**Written exercise A**
In the rows starting at the line that contains "Expected output: one marker per instance of the white sea" and ending at the end of the rows, swap "rock face" for "cliff face" and give those lines back with nothing else changed.

- - - - - - -

Dividend Restrictions
CPUC holding company rules require that SCE's dividend policy be established by SCE's Board of Directors on the same basis as if SCE were a stand-alone utility company, and that the capital requirements of SCE, as deemed to be necessary to meet SCE's electricity service obligations, shall receive first priority from the Boards of Directors of both Edison International and SCE. In addition, the CPUC regulates SCE's capital structure which limits the dividends it may pay to its shareholders.
The common equity component of SCE's CPUC authorized capital structure is 52% on a weighted average basis over the January 1, 2023 to December 31, 2025 compliance period. This is unchanged from the January 1, 2020 to December 31, 2022 compliance period. The CPUC authorized capital structure differs from the capital structure calculated based on GAAP due to certain exclusions allowed by CPUC, including the impact of SCE's contributions to the Wildfire Insurance Fund under AB 1054. For further information, see "Business—SCE—Overview of Ratemaking Process" and "Business—Southern California Wildfires."

- - - - - - -

**Written exercise B**
Reproduce the passage of the dividend restrictions section starting at "Dividend Restrictions" and ending at "to its shareholders.".

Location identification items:
- - - - - - -

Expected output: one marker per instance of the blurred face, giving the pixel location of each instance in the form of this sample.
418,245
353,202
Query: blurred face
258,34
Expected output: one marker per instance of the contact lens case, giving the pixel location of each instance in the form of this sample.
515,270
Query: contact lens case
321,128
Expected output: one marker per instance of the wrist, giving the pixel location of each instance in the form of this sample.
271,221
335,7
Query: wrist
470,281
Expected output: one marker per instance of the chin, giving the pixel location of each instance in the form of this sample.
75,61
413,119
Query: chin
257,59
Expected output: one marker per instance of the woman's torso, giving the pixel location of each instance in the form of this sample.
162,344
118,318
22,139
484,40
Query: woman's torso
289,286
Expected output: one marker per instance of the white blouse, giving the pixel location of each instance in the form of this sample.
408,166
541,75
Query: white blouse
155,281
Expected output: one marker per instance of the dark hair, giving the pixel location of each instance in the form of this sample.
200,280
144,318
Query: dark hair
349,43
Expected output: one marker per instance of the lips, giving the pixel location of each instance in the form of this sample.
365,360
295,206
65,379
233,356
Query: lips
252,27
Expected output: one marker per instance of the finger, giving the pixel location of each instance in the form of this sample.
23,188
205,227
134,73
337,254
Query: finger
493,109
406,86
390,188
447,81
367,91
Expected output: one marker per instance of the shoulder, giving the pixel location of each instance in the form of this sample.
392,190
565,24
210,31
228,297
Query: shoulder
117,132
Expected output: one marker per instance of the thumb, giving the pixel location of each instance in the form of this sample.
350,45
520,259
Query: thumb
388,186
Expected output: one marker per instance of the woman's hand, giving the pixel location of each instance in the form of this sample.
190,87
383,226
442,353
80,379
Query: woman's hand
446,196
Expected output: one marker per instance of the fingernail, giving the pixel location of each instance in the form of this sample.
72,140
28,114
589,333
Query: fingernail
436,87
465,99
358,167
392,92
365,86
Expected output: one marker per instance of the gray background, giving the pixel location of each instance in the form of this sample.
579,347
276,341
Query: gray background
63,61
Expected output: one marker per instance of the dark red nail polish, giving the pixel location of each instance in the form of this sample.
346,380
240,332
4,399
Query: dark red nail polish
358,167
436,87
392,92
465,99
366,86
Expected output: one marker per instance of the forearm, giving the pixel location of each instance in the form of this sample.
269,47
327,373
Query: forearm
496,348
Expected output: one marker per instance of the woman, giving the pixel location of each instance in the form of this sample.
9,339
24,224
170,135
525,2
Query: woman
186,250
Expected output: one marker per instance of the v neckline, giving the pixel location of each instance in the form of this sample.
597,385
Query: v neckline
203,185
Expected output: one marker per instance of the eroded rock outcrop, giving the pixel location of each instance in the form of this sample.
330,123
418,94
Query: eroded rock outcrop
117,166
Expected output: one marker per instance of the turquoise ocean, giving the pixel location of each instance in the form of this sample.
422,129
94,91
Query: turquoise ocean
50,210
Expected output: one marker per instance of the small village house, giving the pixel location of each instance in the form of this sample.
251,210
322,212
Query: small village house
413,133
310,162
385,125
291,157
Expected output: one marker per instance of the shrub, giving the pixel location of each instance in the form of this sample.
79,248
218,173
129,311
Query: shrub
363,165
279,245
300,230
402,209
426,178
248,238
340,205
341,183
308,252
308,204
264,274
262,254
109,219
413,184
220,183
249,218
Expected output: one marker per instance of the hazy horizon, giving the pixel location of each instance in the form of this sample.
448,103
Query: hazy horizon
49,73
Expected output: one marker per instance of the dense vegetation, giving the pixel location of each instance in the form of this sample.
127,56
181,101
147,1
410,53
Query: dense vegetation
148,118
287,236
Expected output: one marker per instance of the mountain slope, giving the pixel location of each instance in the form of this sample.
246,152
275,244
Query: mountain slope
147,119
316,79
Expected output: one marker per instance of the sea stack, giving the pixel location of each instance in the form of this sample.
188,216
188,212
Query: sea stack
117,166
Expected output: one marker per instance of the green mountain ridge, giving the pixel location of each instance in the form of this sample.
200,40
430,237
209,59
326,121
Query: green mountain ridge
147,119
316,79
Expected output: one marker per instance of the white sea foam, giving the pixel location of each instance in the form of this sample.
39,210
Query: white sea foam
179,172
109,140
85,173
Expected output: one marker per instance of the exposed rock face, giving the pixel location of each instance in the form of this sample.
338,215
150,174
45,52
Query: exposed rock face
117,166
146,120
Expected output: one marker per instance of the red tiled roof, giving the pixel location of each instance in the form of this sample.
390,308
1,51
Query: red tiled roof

- - - - - - -

**Complete answer A**
Expected output: one marker per instance of the white sea foam, giving the pixel location of each instance in the form of this sample.
39,210
Query: white sea foam
179,172
109,140
85,173
Expected output: one marker per instance of the exposed cliff face, giving the pixel location of each instance in the form of this sample.
338,215
150,174
45,52
Query: exposed cliff face
117,166
146,120
Expected output: one marker per instance of the red tiled roof, giving the pixel location of each instance in the form of this sample.
390,308
1,51
Query: red tiled roof

**Complete answer B**
Dividend Restrictions
CPUC holding company rules require that SCE's dividend policy be established by SCE's Board of Directors on the same basis as if SCE were a stand-alone utility company, and that the capital requirements of SCE, as deemed to be necessary to meet SCE's electricity service obligations, shall receive first priority from the Boards of Directors of both Edison International and SCE. In addition, the CPUC regulates SCE's capital structure which limits the dividends it may pay to its shareholders.